__WHAT IS REQUIRED__:
Reproduce all of the entries below word for word, but leave out the pictures.

__ENTRIES SHOWN__:

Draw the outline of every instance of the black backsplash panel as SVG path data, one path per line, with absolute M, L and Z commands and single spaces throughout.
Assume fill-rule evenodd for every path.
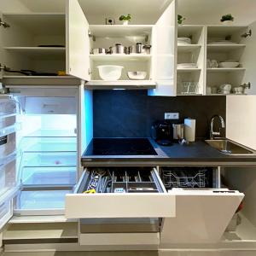
M 179 120 L 196 119 L 196 137 L 209 137 L 213 114 L 225 119 L 225 96 L 148 96 L 146 90 L 95 90 L 93 129 L 95 137 L 147 137 L 154 121 L 165 112 L 178 112 Z M 174 122 L 174 121 L 173 121 Z

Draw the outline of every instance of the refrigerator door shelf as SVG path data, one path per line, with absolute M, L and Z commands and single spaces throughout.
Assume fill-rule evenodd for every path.
M 21 182 L 24 186 L 73 186 L 76 172 L 76 167 L 24 167 Z
M 23 167 L 75 167 L 76 152 L 23 153 Z
M 20 130 L 20 125 L 17 124 L 17 123 L 13 125 L 1 128 L 0 129 L 0 137 L 3 137 L 3 136 L 7 136 L 7 135 L 15 133 L 19 130 Z
M 23 137 L 23 152 L 75 152 L 76 137 Z
M 65 196 L 69 193 L 72 190 L 22 190 L 14 212 L 20 215 L 63 214 Z

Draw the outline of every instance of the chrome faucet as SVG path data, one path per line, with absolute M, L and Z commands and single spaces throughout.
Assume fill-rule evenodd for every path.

__RESPONSE__:
Draw the outline of every instance of the black backsplash panel as SVG path data, one path per line, with absolute M, L and Z commands and single spaces throughout.
Assume fill-rule evenodd for every path.
M 179 120 L 196 119 L 196 137 L 209 137 L 213 114 L 225 119 L 225 96 L 148 96 L 146 90 L 95 90 L 93 129 L 95 137 L 147 137 L 154 121 L 165 112 L 178 112 Z M 174 122 L 174 121 L 173 121 Z

Draw the outline of every instance of the refrigerator door shelf as SVG path data, one path per line, with absolute M, L and Z commands and single spaces throughout.
Assume fill-rule evenodd for every path.
M 21 182 L 24 186 L 73 186 L 76 172 L 76 167 L 24 167 Z
M 23 167 L 75 167 L 76 152 L 23 153 Z
M 20 130 L 20 125 L 17 124 L 17 123 L 13 125 L 1 128 L 0 129 L 0 137 L 3 137 L 3 136 L 7 136 L 7 135 L 15 133 L 19 130 Z
M 23 137 L 23 152 L 75 152 L 76 137 Z
M 65 196 L 69 193 L 72 190 L 22 190 L 14 212 L 20 215 L 63 214 Z

Draw the outline of every instance of the chrome faucet as SVG path data, one path per line, with absolute M, L and Z commands and single spaces throughout.
Assume fill-rule evenodd for every path.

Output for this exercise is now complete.